- [Point localization data]
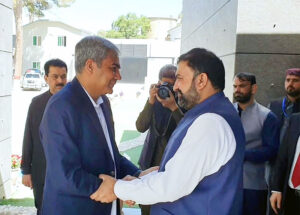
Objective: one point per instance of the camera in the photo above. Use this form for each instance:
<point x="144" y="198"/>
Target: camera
<point x="164" y="89"/>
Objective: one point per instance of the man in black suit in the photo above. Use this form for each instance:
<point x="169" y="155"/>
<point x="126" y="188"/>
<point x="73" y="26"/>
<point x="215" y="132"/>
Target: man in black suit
<point x="283" y="108"/>
<point x="33" y="159"/>
<point x="285" y="178"/>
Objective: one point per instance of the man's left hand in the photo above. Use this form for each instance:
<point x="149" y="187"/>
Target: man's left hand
<point x="105" y="192"/>
<point x="147" y="171"/>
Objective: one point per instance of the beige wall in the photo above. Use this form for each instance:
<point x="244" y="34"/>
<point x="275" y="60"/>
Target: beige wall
<point x="6" y="15"/>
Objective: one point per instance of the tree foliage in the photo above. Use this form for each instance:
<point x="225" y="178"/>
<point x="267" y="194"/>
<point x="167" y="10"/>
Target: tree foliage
<point x="130" y="26"/>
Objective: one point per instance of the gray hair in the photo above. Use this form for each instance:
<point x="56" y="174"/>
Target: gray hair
<point x="92" y="47"/>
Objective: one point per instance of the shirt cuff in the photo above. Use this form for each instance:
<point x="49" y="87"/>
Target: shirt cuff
<point x="137" y="173"/>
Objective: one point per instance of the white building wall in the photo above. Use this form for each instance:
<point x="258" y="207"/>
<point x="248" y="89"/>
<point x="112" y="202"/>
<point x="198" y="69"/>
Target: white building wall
<point x="49" y="32"/>
<point x="6" y="15"/>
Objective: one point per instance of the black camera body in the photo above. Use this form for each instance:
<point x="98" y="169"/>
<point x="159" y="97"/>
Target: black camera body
<point x="164" y="89"/>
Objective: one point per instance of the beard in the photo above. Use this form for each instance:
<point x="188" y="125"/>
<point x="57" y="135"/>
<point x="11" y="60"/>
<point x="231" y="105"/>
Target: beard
<point x="292" y="92"/>
<point x="189" y="99"/>
<point x="242" y="98"/>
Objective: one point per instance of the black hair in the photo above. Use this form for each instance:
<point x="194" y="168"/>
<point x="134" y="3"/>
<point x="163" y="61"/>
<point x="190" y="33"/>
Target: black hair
<point x="54" y="62"/>
<point x="204" y="61"/>
<point x="167" y="71"/>
<point x="246" y="76"/>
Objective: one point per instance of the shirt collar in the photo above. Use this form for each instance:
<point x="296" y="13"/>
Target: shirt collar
<point x="95" y="104"/>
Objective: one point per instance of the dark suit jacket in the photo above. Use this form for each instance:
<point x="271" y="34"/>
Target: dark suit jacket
<point x="33" y="158"/>
<point x="77" y="152"/>
<point x="285" y="158"/>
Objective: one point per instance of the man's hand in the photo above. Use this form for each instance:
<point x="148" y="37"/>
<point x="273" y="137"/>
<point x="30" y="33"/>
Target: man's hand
<point x="168" y="102"/>
<point x="275" y="200"/>
<point x="147" y="171"/>
<point x="105" y="192"/>
<point x="152" y="93"/>
<point x="26" y="180"/>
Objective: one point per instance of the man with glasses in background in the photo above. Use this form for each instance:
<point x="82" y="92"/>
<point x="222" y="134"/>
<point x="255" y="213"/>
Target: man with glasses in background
<point x="33" y="159"/>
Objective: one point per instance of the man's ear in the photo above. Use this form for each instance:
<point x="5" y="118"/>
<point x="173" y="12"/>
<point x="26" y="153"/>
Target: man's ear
<point x="254" y="89"/>
<point x="201" y="81"/>
<point x="89" y="65"/>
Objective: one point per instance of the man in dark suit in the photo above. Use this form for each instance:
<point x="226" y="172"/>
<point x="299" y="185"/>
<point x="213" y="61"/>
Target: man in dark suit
<point x="77" y="133"/>
<point x="283" y="108"/>
<point x="262" y="141"/>
<point x="33" y="159"/>
<point x="290" y="104"/>
<point x="285" y="179"/>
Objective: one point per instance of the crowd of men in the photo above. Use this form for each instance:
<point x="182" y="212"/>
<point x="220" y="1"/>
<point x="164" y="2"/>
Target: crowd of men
<point x="202" y="155"/>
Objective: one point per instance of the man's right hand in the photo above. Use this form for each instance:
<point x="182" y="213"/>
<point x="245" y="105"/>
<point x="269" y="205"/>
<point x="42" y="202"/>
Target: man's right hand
<point x="152" y="93"/>
<point x="275" y="200"/>
<point x="26" y="180"/>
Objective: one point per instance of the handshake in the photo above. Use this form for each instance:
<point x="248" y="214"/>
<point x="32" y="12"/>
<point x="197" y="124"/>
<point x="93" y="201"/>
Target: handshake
<point x="105" y="193"/>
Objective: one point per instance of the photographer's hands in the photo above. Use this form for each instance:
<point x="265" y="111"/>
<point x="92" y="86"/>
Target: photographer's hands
<point x="152" y="93"/>
<point x="169" y="102"/>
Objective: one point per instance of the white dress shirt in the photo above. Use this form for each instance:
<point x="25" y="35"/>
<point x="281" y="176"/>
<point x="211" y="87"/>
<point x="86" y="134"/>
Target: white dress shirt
<point x="297" y="152"/>
<point x="208" y="144"/>
<point x="106" y="134"/>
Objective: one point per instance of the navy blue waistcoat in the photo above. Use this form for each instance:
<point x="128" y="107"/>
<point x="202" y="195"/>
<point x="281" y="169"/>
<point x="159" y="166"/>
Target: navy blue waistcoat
<point x="220" y="193"/>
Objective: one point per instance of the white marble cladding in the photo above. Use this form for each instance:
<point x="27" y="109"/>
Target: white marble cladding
<point x="268" y="17"/>
<point x="209" y="24"/>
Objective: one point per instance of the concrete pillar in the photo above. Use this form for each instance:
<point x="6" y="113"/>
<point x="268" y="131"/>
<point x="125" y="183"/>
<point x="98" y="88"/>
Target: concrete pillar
<point x="261" y="37"/>
<point x="6" y="73"/>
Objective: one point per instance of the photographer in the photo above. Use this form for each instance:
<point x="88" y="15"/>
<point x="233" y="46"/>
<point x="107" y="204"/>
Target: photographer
<point x="161" y="116"/>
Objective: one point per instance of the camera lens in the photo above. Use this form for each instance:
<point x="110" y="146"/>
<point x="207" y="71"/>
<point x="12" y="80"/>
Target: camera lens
<point x="163" y="92"/>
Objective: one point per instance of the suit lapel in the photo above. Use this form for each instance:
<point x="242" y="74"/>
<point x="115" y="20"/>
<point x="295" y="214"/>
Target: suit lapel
<point x="90" y="112"/>
<point x="109" y="122"/>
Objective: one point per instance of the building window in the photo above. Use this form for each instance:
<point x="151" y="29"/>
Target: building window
<point x="36" y="40"/>
<point x="62" y="41"/>
<point x="36" y="65"/>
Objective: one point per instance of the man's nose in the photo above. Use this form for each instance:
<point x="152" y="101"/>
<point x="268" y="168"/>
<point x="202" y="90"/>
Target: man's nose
<point x="175" y="87"/>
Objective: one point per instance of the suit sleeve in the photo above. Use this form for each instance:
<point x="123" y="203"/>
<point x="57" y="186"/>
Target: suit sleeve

- [WHAT THE EXERCISE ASKS]
Every line of the data above should be repeated exactly. Omit the pictures.

- [SOLVED PROBLEM]
Objective: one point per instance of the camera in the photo above. Use this form for each instance:
<point x="144" y="198"/>
Target: camera
<point x="164" y="89"/>
Objective: one point per instance of the man in black suit in the photo above. Use this form for each instance:
<point x="169" y="155"/>
<point x="126" y="188"/>
<point x="73" y="26"/>
<point x="215" y="132"/>
Target: man in black suit
<point x="283" y="108"/>
<point x="33" y="159"/>
<point x="285" y="178"/>
Objective: one point per instance of the man's left hand in the photo above. Use this form for each instance:
<point x="149" y="187"/>
Target: man's left hand
<point x="105" y="192"/>
<point x="147" y="171"/>
Objective: one point per instance of the beige wall in the photo above. Use this form for each instance:
<point x="244" y="34"/>
<point x="275" y="60"/>
Target: beige wall
<point x="6" y="15"/>
Objective: one point per instance of the tree foliage in the photo above. Use this form for each instance:
<point x="225" y="178"/>
<point x="267" y="194"/>
<point x="167" y="10"/>
Target: tree foliage
<point x="130" y="26"/>
Objective: one point per instance of the gray hair in the photo above. Use this form for each instance:
<point x="56" y="174"/>
Target: gray hair
<point x="92" y="47"/>
Objective: one point per instance of the shirt cuff in the photo above. Use this form for each instance:
<point x="49" y="87"/>
Target: shirt cuff
<point x="137" y="173"/>
Objective: one point per instance of the white building wall in the photo above. Use this form for each instance:
<point x="258" y="207"/>
<point x="248" y="89"/>
<point x="112" y="202"/>
<point x="198" y="69"/>
Target: white building wall
<point x="49" y="32"/>
<point x="6" y="15"/>
Objective: one point per instance of the black camera body in the photo above. Use this form for each instance:
<point x="98" y="169"/>
<point x="159" y="97"/>
Target: black camera body
<point x="164" y="89"/>
Objective: one point per instance of the beard in the photo above. Use this form for each instance:
<point x="188" y="125"/>
<point x="57" y="135"/>
<point x="11" y="60"/>
<point x="231" y="105"/>
Target: beard
<point x="292" y="92"/>
<point x="189" y="99"/>
<point x="242" y="98"/>
Objective: one point per instance of the black hair in the photo above. Use this form for each instance:
<point x="194" y="168"/>
<point x="134" y="3"/>
<point x="163" y="61"/>
<point x="190" y="33"/>
Target: black hair
<point x="54" y="62"/>
<point x="204" y="61"/>
<point x="167" y="71"/>
<point x="246" y="76"/>
Objective: one point per instance of the shirt collar in the photo above. Use this form for each instance:
<point x="296" y="13"/>
Target: shirt collar
<point x="95" y="104"/>
Objective: one point per instance of the dark suit jacket in the photo above. Use this form for each instance:
<point x="271" y="34"/>
Target: dark suit jacket
<point x="33" y="158"/>
<point x="77" y="152"/>
<point x="285" y="158"/>
Objective: one point per instance of the man's hand in the photo above. Use this form for each instance:
<point x="148" y="37"/>
<point x="273" y="137"/>
<point x="30" y="33"/>
Target: man's hand
<point x="168" y="102"/>
<point x="275" y="200"/>
<point x="147" y="171"/>
<point x="105" y="192"/>
<point x="152" y="93"/>
<point x="26" y="180"/>
Objective: one point per instance of the man with glasses in background in the photo above. Use this form for each instance:
<point x="82" y="92"/>
<point x="222" y="134"/>
<point x="255" y="213"/>
Target: man with glasses in background
<point x="33" y="159"/>
Objective: one point per instance of the man's ear in the photo above. Use this form for each instance:
<point x="5" y="118"/>
<point x="173" y="12"/>
<point x="26" y="153"/>
Target: man's ear
<point x="254" y="89"/>
<point x="201" y="81"/>
<point x="89" y="65"/>
Objective: one point per instance of the man in dark suit in the photo above. Use this form for each instance:
<point x="226" y="172"/>
<point x="299" y="185"/>
<point x="213" y="61"/>
Target: man in dark suit
<point x="77" y="133"/>
<point x="283" y="108"/>
<point x="262" y="141"/>
<point x="33" y="159"/>
<point x="290" y="104"/>
<point x="285" y="179"/>
Objective: one point per instance of the crowd of men in the photo above. Use this form for each instance:
<point x="182" y="212"/>
<point x="220" y="1"/>
<point x="164" y="2"/>
Target: crowd of men
<point x="202" y="155"/>
Objective: one point per instance of the man's right hand in the photo above. Use this form for each instance:
<point x="182" y="213"/>
<point x="245" y="105"/>
<point x="269" y="205"/>
<point x="42" y="202"/>
Target: man's right hand
<point x="152" y="93"/>
<point x="275" y="200"/>
<point x="26" y="180"/>
Objective: one point per instance of the handshake in the photo above. Use this form for each instance:
<point x="248" y="214"/>
<point x="32" y="12"/>
<point x="197" y="124"/>
<point x="93" y="201"/>
Target: handshake
<point x="105" y="193"/>
Objective: one point per instance of the photographer's hands in the photo above. Use this form for each instance:
<point x="265" y="111"/>
<point x="92" y="86"/>
Target: photographer's hands
<point x="152" y="93"/>
<point x="169" y="102"/>
Objective: one point per instance of the white dress shirt in the photo above. Use this form for each instance:
<point x="25" y="35"/>
<point x="281" y="176"/>
<point x="211" y="87"/>
<point x="86" y="134"/>
Target: white dress shirt
<point x="297" y="152"/>
<point x="208" y="144"/>
<point x="106" y="134"/>
Objective: one point per instance of the navy blue waistcoat in the photo above. Use this form for each instance:
<point x="128" y="107"/>
<point x="202" y="195"/>
<point x="281" y="169"/>
<point x="159" y="166"/>
Target: navy blue waistcoat
<point x="220" y="193"/>
Objective: one point per instance of the white marble cladding in the photo above. Use this form for each instance:
<point x="27" y="109"/>
Target: white marble cladding
<point x="268" y="17"/>
<point x="209" y="24"/>
Objective: one point per instance of the concrete pillar in the photo above. Use this form for each instance:
<point x="6" y="113"/>
<point x="268" y="131"/>
<point x="125" y="183"/>
<point x="98" y="88"/>
Target: concrete pillar
<point x="261" y="37"/>
<point x="6" y="73"/>
Objective: one point per instance of the photographer in the photo above. Use this form for each instance:
<point x="88" y="15"/>
<point x="233" y="46"/>
<point x="107" y="204"/>
Target: photographer
<point x="161" y="116"/>
Objective: one point per instance of the camera lens in the photo above. Use this form for each instance:
<point x="110" y="146"/>
<point x="207" y="71"/>
<point x="12" y="80"/>
Target: camera lens
<point x="163" y="92"/>
Objective: one point per instance of the suit lapel in the photo above. Use this form for each instance:
<point x="242" y="74"/>
<point x="115" y="20"/>
<point x="295" y="214"/>
Target: suit lapel
<point x="90" y="112"/>
<point x="109" y="122"/>
Objective: one point per instance of the building window in the photo above. Use this form for each instance:
<point x="151" y="29"/>
Target: building window
<point x="36" y="40"/>
<point x="62" y="41"/>
<point x="36" y="65"/>
Objective: one point per instance of the man's nose in the photo above. Use this form for each instance:
<point x="152" y="101"/>
<point x="268" y="168"/>
<point x="202" y="90"/>
Target: man's nose
<point x="175" y="87"/>
Objective: one point per instance of the suit sleeve in the photo above. Use this form for each instance:
<point x="123" y="203"/>
<point x="57" y="186"/>
Target: suit sleeve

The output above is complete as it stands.